Set task 1: How would you render this sentence from the forum thread on std::adjacent_find in Spanish: "In fact you already named the appropriate standard algorithm that can be used in this task."

In fact you already named the appropriate standard algorithm that can be used in this task. It is std::adjacent_find. For example
#include <iostream>
#include <iomanip>
#include <algorithm>
#include <vector>
int main()
{
std::vector<int> v1 = { 0, 1, 2, 3, 4, 5 };
std::vector<int> v2 = { 3, 5, 2, 1, 4, 0 };
bool result =
std::adjacent_find( v1.begin(), v1.end(),
[&v2]( int x1, int y1 )
{
return std::adjacent_find( v2.begin(), v2.end(),
[=]( int x2, int y2 )
{
return ( x1 == x2 && y1 == y2 || x1 == y2 && y1 == x2 );
} ) != v2.end();
} ) != v1.end();
std::cout << "result = " << std::boolalpha << result << std::endl;
return 0;
}
Here's my attempt at this problem. Quite simply, iterate through a, find the same element in b and then compare the next element in a with the elements before and after our position in b.
If it's a little wordier than it needed to be it was so that this function can be called with any containers. The only requirement is that the containers' iterators have to bidirectional.

Set task 2: Which lines of the records below contain the string "pedestrian"? Return each such line in full.

Coordinate annotation entries
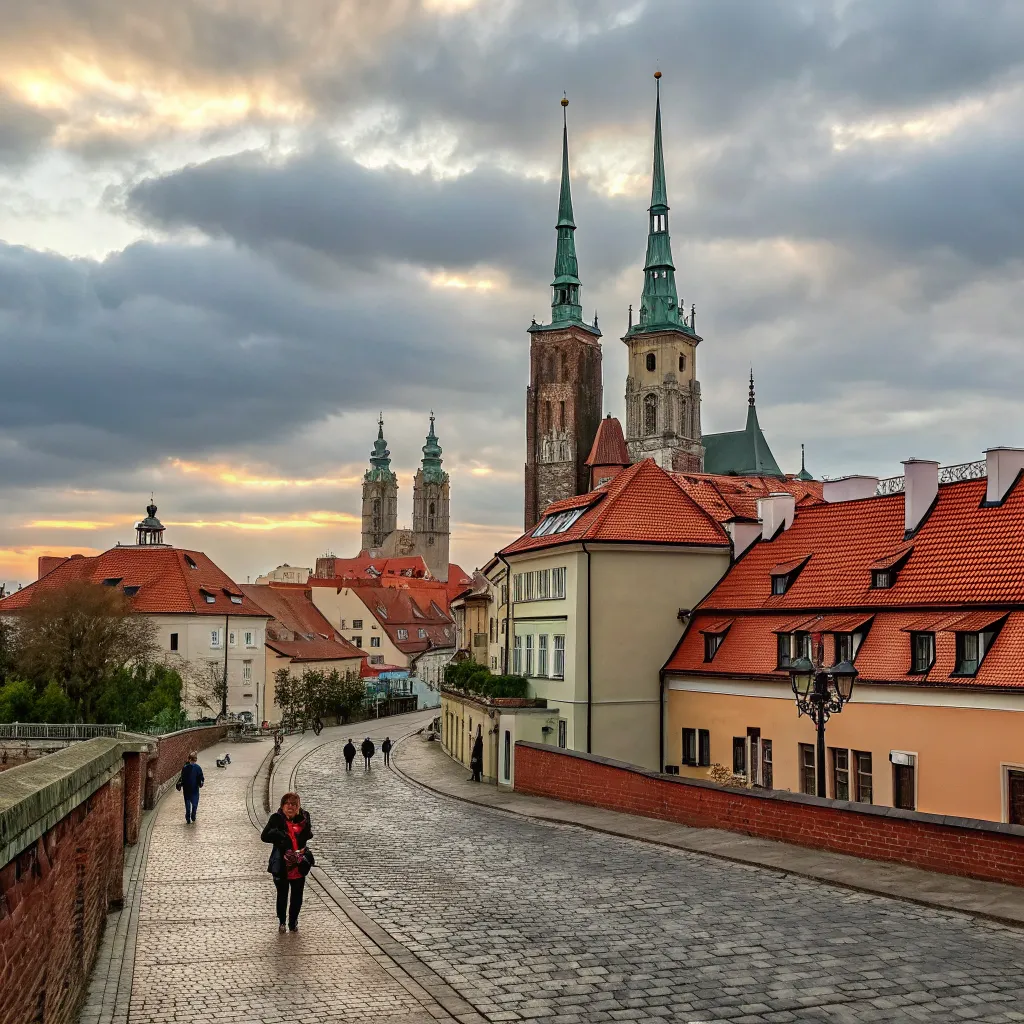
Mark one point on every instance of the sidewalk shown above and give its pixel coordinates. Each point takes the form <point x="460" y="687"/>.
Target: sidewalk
<point x="426" y="764"/>
<point x="198" y="939"/>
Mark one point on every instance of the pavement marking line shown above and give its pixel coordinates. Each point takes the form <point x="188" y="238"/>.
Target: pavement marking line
<point x="412" y="973"/>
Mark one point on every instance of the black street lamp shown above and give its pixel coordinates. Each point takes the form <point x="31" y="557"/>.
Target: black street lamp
<point x="821" y="693"/>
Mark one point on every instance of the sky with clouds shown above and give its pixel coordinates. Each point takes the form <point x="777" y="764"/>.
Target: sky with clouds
<point x="233" y="230"/>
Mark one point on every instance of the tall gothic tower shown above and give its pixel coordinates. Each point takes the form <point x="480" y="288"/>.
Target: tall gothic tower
<point x="663" y="393"/>
<point x="563" y="399"/>
<point x="431" y="529"/>
<point x="380" y="495"/>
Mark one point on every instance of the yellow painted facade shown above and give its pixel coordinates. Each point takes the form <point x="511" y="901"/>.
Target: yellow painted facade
<point x="965" y="745"/>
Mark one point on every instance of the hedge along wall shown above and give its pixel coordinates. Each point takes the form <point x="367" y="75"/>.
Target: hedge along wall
<point x="172" y="750"/>
<point x="985" y="850"/>
<point x="61" y="855"/>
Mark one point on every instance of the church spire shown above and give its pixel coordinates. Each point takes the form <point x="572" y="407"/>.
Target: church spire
<point x="432" y="456"/>
<point x="659" y="304"/>
<point x="380" y="458"/>
<point x="565" y="288"/>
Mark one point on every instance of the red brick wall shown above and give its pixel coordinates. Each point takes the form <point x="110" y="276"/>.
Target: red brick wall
<point x="979" y="849"/>
<point x="172" y="751"/>
<point x="53" y="902"/>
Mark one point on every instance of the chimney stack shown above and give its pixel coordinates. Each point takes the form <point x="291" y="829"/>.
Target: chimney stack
<point x="921" y="484"/>
<point x="848" y="488"/>
<point x="1004" y="465"/>
<point x="777" y="510"/>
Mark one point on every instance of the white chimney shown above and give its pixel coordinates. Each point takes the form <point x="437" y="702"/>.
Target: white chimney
<point x="921" y="484"/>
<point x="848" y="488"/>
<point x="1004" y="465"/>
<point x="776" y="511"/>
<point x="743" y="534"/>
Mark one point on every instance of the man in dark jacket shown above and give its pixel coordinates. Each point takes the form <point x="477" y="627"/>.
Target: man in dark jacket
<point x="476" y="758"/>
<point x="189" y="782"/>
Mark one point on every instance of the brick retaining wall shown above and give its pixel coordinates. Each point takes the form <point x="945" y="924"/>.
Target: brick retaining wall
<point x="164" y="765"/>
<point x="61" y="857"/>
<point x="985" y="850"/>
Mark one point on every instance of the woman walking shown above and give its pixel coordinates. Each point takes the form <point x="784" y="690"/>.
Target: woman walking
<point x="289" y="829"/>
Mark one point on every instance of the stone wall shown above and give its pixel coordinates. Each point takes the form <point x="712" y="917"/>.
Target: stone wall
<point x="61" y="853"/>
<point x="163" y="767"/>
<point x="985" y="850"/>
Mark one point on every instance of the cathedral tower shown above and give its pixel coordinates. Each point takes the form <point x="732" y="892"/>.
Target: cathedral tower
<point x="380" y="495"/>
<point x="563" y="399"/>
<point x="663" y="393"/>
<point x="431" y="529"/>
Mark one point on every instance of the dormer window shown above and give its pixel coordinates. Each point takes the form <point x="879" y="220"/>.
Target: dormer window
<point x="783" y="574"/>
<point x="885" y="570"/>
<point x="922" y="651"/>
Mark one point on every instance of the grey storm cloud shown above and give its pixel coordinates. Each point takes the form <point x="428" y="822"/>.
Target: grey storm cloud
<point x="165" y="349"/>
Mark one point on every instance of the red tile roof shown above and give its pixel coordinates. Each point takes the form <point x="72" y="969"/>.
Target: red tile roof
<point x="609" y="444"/>
<point x="299" y="631"/>
<point x="169" y="581"/>
<point x="642" y="504"/>
<point x="965" y="572"/>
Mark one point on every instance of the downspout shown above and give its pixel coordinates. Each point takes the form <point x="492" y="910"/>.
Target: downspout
<point x="589" y="675"/>
<point x="223" y="700"/>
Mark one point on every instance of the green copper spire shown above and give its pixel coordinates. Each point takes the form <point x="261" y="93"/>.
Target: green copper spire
<point x="659" y="304"/>
<point x="380" y="458"/>
<point x="565" y="288"/>
<point x="432" y="471"/>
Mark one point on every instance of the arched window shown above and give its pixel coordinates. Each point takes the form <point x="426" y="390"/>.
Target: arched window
<point x="650" y="414"/>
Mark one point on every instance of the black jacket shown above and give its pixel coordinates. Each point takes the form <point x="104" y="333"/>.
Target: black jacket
<point x="275" y="832"/>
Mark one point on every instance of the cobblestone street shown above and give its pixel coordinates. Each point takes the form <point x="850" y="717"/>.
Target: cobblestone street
<point x="532" y="920"/>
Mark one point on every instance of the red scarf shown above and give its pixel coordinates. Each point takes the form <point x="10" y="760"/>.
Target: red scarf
<point x="294" y="827"/>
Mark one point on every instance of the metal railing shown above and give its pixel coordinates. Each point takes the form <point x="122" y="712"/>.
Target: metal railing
<point x="947" y="474"/>
<point x="39" y="730"/>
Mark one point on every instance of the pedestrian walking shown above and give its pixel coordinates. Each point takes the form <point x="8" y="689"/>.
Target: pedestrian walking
<point x="289" y="829"/>
<point x="189" y="782"/>
<point x="476" y="758"/>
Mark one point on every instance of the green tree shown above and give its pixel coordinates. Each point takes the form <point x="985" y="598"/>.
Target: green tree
<point x="80" y="636"/>
<point x="53" y="706"/>
<point x="17" y="701"/>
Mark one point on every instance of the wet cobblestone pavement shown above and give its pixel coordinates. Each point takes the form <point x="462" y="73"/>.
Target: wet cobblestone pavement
<point x="530" y="920"/>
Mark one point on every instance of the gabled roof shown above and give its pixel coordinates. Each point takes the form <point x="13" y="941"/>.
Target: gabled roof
<point x="964" y="573"/>
<point x="609" y="444"/>
<point x="643" y="504"/>
<point x="299" y="630"/>
<point x="158" y="579"/>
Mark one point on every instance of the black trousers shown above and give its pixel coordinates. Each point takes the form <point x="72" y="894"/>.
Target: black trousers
<point x="296" y="886"/>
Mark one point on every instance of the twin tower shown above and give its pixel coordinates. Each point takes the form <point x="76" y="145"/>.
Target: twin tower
<point x="431" y="530"/>
<point x="564" y="396"/>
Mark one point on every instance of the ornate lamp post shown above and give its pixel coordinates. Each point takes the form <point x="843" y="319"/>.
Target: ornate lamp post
<point x="821" y="693"/>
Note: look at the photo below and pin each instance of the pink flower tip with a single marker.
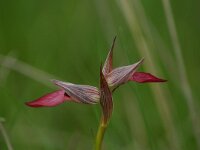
(49, 100)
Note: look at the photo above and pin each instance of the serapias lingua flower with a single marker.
(89, 94)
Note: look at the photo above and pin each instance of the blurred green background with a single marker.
(68, 40)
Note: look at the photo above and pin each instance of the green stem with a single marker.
(100, 134)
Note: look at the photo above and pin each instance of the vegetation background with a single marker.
(68, 40)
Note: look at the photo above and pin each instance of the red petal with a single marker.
(143, 77)
(49, 100)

Exercise response 1: De hecho, ya mencionaste el algoritmo estándar apropiado que se puede usar en esta tarea.

Exercise response 2:
Mark one point on every instance of the pedestrian walking shown above and give its pixel coordinates. Each point takes the form <point x="8" y="689"/>.
Target: pedestrian walking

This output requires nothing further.